THE EXERCISE
Pick out every line in the items below that contains the string "wheel", and copy each one. Case counts.

***** DATA SUPPLIED

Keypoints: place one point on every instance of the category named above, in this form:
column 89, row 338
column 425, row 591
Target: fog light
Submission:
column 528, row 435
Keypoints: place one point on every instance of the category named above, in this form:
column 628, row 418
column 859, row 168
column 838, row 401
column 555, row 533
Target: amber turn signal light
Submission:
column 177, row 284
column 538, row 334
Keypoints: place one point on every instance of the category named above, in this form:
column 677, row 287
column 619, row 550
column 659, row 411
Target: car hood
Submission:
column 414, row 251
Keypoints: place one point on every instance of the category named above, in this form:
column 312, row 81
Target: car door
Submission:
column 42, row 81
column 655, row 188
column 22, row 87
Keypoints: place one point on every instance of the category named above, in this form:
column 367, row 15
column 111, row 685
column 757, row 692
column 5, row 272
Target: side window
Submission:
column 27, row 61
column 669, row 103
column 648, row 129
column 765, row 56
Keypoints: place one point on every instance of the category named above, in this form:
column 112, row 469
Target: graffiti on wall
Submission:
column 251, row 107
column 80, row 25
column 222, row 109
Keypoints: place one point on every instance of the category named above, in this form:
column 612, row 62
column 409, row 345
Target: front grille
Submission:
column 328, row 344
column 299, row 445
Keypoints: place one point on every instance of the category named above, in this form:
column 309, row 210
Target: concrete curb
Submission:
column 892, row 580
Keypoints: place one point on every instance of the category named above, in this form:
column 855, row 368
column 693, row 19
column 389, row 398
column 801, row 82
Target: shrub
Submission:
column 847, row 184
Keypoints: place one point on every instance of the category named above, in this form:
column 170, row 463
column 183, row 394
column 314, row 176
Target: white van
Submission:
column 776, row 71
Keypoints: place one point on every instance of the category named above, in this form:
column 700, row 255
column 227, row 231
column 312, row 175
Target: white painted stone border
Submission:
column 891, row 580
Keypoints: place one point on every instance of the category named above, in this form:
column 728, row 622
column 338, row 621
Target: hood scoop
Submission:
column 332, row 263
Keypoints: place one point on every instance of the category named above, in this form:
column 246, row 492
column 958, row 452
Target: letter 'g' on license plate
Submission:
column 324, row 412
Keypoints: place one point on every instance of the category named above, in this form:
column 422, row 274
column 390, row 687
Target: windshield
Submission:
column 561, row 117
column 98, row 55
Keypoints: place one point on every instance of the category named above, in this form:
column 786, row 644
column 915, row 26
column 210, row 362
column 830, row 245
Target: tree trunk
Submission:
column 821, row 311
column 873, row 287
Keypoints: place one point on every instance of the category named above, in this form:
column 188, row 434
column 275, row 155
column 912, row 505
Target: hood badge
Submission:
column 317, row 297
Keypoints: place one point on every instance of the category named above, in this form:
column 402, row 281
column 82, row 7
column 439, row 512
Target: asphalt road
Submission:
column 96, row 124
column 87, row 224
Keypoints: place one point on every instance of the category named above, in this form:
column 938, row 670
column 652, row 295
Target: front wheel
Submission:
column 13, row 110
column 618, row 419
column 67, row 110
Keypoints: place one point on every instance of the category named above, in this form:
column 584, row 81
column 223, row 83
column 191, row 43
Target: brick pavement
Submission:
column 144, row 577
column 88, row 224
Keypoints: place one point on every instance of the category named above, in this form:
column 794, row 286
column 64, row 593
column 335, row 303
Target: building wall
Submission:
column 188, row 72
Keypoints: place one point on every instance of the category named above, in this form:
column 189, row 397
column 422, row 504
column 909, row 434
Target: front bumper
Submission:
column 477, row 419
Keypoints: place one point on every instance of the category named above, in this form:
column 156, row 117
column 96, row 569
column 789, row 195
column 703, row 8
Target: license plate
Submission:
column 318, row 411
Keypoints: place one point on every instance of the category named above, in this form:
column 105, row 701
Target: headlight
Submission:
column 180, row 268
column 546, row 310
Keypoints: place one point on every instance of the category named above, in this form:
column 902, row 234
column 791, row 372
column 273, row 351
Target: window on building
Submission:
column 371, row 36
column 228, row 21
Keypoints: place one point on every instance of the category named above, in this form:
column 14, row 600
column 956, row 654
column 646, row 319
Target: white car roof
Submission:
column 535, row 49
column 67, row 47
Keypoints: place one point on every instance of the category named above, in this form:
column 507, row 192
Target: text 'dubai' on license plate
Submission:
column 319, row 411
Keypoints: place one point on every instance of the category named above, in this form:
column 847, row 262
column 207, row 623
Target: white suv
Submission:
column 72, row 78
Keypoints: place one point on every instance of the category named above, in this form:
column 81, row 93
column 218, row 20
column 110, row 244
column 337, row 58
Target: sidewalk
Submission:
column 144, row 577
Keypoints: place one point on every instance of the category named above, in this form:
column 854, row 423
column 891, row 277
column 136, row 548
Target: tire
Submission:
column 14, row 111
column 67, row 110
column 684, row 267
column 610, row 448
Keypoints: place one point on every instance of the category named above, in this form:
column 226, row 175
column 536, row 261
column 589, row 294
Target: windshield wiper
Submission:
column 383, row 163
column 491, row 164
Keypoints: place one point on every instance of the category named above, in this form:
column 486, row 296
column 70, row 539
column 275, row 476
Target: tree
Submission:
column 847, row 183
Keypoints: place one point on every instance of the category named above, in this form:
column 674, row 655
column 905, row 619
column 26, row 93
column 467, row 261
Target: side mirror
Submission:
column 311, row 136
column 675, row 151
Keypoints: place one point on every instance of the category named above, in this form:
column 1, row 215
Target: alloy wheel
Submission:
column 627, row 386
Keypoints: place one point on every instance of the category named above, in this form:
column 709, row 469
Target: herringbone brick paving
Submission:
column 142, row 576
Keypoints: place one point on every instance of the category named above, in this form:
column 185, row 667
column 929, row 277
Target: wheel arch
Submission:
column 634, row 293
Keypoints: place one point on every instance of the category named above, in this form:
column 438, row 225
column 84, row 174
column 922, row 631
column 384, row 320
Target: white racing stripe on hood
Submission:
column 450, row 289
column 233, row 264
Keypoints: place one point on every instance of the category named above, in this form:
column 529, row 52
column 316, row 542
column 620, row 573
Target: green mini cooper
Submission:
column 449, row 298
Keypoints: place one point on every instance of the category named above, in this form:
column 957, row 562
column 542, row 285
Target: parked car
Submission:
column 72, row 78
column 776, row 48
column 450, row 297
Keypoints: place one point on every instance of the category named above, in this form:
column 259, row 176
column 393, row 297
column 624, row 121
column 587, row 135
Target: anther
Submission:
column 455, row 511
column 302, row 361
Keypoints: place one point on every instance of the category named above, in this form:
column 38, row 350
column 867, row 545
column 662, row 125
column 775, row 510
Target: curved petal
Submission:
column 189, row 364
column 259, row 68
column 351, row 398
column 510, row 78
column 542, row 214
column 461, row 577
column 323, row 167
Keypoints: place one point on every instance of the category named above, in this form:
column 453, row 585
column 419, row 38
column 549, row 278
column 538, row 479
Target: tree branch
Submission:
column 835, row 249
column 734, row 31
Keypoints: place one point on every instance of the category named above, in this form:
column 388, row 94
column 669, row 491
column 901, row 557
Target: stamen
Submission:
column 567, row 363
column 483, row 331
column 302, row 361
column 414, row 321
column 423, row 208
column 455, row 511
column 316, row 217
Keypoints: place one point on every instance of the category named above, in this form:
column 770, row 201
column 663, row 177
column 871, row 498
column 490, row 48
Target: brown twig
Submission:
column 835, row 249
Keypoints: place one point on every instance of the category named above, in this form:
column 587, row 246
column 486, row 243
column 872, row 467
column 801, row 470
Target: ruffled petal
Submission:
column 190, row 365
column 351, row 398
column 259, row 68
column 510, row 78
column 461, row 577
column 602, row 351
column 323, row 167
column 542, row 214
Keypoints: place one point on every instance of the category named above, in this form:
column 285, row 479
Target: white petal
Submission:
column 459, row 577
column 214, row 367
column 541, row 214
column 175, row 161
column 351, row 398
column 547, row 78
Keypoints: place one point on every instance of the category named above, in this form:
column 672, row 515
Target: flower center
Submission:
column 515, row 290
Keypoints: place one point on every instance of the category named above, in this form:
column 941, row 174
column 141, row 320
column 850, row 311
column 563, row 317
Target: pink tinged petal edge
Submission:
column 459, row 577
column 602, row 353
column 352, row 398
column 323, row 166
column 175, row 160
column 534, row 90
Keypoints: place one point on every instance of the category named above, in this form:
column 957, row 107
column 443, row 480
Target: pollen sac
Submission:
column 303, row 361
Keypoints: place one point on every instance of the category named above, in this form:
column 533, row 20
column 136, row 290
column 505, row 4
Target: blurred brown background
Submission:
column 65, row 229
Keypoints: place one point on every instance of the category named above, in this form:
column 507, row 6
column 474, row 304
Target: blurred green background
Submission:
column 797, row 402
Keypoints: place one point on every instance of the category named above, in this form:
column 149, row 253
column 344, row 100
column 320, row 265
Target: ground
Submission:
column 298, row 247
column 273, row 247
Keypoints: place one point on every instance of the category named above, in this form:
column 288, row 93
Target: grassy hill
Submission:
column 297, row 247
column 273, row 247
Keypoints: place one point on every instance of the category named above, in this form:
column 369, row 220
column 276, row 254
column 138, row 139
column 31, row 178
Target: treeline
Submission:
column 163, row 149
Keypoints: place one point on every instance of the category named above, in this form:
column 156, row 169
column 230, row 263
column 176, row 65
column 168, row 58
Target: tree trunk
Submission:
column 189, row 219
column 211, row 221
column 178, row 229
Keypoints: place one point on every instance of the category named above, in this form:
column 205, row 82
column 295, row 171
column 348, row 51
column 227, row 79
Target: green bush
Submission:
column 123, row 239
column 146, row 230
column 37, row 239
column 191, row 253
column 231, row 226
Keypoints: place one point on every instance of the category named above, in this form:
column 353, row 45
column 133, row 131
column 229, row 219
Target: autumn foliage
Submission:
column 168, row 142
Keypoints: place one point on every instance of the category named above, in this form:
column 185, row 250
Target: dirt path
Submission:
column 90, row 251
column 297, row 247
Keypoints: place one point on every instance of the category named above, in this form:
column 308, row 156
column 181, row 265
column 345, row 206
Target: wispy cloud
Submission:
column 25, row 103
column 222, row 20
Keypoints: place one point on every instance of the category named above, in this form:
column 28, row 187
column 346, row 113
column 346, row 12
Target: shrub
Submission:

**********

SOLVED EXERCISE
Target: front wheel
Target: alloy wheel
Target: wheel arch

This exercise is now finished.